# Work required
Please reproduce the part of the data below that opens with the line containing "Where can you see the wall" and runs through the end of the data, keeping the requests and raising every coordinate in the answers by 21.

|---|

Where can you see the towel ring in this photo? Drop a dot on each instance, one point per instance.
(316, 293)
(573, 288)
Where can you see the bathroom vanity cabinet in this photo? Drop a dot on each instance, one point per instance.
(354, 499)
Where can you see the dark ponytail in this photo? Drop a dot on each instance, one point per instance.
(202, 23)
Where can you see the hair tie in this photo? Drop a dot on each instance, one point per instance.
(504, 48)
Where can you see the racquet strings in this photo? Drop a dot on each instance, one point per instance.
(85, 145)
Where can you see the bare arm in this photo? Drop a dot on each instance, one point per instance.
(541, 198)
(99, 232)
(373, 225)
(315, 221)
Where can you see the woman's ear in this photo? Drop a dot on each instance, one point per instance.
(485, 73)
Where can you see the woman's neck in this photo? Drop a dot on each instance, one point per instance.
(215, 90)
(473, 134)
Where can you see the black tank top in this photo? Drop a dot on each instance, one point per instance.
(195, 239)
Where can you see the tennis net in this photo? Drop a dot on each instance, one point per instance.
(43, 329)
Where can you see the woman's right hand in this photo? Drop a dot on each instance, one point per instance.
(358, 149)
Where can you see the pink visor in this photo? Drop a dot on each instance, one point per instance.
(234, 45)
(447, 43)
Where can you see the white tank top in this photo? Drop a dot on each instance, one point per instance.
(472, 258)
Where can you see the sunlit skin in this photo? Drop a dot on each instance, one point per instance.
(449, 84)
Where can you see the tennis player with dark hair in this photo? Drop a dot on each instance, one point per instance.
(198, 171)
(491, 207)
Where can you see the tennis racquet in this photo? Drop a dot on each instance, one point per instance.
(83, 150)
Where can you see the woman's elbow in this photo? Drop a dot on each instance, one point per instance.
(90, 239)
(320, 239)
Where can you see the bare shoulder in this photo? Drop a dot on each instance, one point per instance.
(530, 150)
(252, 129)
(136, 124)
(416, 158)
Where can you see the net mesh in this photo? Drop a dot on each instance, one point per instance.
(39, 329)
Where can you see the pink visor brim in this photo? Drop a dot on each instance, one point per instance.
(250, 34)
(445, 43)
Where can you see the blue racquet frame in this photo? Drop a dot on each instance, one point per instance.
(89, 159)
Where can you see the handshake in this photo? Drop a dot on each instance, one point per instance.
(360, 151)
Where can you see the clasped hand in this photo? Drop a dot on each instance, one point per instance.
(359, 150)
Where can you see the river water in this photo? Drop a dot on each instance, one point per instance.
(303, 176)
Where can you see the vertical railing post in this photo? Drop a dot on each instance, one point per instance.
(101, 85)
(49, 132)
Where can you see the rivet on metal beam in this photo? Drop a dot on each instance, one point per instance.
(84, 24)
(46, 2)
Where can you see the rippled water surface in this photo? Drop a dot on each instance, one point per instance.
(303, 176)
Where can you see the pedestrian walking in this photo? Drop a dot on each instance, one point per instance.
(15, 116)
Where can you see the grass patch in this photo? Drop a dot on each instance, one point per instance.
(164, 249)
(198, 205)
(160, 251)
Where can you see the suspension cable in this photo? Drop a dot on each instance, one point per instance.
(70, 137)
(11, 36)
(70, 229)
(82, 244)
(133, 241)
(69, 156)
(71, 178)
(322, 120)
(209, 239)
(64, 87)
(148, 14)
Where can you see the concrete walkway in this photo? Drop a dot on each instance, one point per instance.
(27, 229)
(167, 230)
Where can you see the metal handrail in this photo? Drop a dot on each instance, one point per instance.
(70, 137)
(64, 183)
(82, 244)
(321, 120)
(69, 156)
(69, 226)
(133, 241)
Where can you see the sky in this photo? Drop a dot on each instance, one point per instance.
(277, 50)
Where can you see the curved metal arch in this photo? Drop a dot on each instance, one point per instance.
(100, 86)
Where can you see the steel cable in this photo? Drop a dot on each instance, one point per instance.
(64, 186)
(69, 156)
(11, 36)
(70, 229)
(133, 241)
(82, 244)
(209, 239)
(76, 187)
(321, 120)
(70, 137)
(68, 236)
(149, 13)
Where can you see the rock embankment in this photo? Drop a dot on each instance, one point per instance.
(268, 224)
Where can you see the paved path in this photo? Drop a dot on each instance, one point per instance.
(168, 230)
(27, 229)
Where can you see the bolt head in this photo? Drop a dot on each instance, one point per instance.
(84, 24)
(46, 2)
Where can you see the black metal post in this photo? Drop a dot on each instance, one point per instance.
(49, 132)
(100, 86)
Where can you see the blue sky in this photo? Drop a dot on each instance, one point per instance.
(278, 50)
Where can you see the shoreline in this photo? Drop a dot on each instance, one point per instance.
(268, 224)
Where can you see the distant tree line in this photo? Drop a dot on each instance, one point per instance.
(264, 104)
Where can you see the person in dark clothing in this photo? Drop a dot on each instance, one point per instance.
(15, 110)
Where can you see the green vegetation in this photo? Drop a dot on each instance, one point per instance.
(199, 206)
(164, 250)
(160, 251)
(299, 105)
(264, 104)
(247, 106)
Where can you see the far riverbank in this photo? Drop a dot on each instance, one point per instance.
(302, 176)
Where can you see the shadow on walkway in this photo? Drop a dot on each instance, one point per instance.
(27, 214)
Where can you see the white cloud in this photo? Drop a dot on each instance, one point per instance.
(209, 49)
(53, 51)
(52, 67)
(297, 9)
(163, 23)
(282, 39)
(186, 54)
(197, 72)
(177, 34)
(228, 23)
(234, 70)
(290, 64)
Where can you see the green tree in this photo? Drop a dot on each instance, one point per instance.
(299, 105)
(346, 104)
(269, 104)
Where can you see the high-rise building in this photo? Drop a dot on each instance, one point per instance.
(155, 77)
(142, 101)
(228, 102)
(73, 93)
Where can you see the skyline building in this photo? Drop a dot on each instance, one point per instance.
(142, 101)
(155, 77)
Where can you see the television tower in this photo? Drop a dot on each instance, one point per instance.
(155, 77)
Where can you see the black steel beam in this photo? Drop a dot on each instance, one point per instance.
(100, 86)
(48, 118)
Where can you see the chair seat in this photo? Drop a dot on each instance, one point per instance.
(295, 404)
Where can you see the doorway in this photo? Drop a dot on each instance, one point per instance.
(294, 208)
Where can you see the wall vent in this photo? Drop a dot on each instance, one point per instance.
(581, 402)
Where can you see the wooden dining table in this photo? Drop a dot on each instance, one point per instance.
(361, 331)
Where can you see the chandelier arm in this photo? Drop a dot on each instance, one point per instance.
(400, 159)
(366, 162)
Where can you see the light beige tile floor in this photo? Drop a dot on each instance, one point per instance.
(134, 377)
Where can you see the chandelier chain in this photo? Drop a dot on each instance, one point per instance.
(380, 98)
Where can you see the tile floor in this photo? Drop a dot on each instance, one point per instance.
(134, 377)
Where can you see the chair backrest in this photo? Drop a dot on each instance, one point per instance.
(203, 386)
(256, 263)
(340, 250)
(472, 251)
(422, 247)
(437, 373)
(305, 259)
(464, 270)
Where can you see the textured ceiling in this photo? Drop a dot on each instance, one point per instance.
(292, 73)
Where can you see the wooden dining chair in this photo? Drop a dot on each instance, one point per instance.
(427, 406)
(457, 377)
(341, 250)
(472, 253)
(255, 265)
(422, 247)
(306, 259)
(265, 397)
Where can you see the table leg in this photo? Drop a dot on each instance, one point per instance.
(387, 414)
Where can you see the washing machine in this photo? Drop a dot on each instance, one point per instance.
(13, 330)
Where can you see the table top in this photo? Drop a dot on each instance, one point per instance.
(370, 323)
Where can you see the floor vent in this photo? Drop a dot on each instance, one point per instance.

|---|

# Solution
Where can you see the wall vent in this photo? Drop a dot on each instance, one point per instance.
(602, 423)
Where can you see the wooden dining table in this photo? Drop a dot on each instance, one point per instance.
(382, 352)
Where can you see the chandelier arm in this photo? Drop a dot on each instance, one point per instance.
(421, 180)
(387, 183)
Where can you see the light beige tile floor in this photo? Drop a dot on each instance, one point per instance.
(155, 398)
Where can you see the chandelier chain in this photo? Drop a dot on each instance, one point per instance.
(401, 119)
Where can you see the tile floor in this photo? Drop a dot on each instance, one point per instance.
(155, 398)
Where can you see the chair backrest in this photo? Drop a dot on each instance, one point per instance.
(224, 407)
(277, 284)
(361, 271)
(493, 272)
(443, 268)
(458, 394)
(326, 280)
(485, 291)
Where can you see the textured ceiling in this photo? Drop a dot on each instance, one point per instance.
(313, 94)
Where can you see the wooden dining chair in this photo? Drop a dot on each instance, one point per instance.
(448, 427)
(478, 398)
(362, 271)
(493, 274)
(276, 286)
(443, 268)
(327, 280)
(286, 418)
Where can you see the table leg in this photo? Drop a dot on each instance, one point per instance.
(408, 435)
Where can you see the washing machine in this photo? Drop a dot on each instance, one point per instance.
(34, 351)
Where can you see the table top in this photo? Drop a dot on each instance, one point per instance.
(391, 344)
Where can you see the floor vent in this photo? Drop a dot on each instance, one point per instance.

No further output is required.